(Entries from a dataset)
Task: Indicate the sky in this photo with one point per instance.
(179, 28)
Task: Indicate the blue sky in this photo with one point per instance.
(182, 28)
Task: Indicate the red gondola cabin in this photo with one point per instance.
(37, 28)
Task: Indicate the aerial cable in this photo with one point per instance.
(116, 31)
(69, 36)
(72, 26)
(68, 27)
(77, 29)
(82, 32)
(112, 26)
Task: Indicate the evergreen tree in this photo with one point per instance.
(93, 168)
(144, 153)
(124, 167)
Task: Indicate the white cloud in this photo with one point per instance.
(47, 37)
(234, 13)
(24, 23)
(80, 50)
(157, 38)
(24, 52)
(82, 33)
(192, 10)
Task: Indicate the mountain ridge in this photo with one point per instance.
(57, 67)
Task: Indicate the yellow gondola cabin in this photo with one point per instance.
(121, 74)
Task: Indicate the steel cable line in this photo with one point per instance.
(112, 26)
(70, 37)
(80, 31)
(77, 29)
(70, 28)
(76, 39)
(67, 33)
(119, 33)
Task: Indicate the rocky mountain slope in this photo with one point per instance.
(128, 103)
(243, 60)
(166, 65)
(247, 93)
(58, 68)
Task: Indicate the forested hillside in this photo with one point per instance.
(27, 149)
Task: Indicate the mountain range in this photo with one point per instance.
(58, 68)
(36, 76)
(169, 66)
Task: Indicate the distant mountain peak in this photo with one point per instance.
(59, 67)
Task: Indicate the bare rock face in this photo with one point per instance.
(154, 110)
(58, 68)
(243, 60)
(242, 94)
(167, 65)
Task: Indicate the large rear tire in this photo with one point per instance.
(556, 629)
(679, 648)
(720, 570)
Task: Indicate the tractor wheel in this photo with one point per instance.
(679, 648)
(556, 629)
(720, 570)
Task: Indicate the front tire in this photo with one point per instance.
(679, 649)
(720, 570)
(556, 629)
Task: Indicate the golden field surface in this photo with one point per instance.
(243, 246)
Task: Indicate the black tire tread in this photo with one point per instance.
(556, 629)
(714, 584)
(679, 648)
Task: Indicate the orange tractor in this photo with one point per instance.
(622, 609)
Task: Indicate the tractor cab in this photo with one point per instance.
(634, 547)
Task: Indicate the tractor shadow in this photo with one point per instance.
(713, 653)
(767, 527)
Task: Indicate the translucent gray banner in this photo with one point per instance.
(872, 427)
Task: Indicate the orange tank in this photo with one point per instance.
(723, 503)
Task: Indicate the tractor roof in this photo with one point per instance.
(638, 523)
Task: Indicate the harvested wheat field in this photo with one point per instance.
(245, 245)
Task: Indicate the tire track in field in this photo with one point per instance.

What you need to do -
Output the line holding "Task: Indicate the distant", then every later line through the end of the records above, exactly as given and nothing else.

Finished exercise -
Task: Indicate the distant mountain peak in this photo with one point per instance.
(59, 67)
Task: Indicate the bare rock face in this photo with one point per instance.
(154, 110)
(58, 68)
(243, 60)
(242, 94)
(167, 65)
Task: Indicate the large rear tire in this photo with one point per instance.
(556, 629)
(679, 648)
(720, 570)
Task: Indicate the tractor wheel in this photo with one point per instance.
(679, 648)
(556, 629)
(720, 570)
Task: Indicate the front tire in this photo with one point per instance.
(679, 649)
(720, 570)
(556, 629)
Task: Indicate the golden field surface in this photo with one point per instance.
(243, 246)
Task: Indicate the black tire tread in this photo with one point per instance.
(556, 629)
(714, 584)
(679, 648)
Task: Indicate the orange tractor in this photo with one point per instance.
(622, 609)
Task: Indicate the tractor cab in this photo with one point per instance.
(634, 547)
Task: Indicate the tractor shadow in this photo with one point per instance.
(713, 653)
(767, 527)
Task: Indicate the translucent gray banner in this photo with one point per instance.
(872, 427)
Task: Indicate the orange tank in this photo with one point per instance.
(723, 503)
Task: Indicate the tractor roof in this photo with one point per instance.
(638, 523)
Task: Indicate the harvested wheat field in this photo with one point per instance.
(245, 245)
Task: Indicate the tire track in field in this photo with one point per instance.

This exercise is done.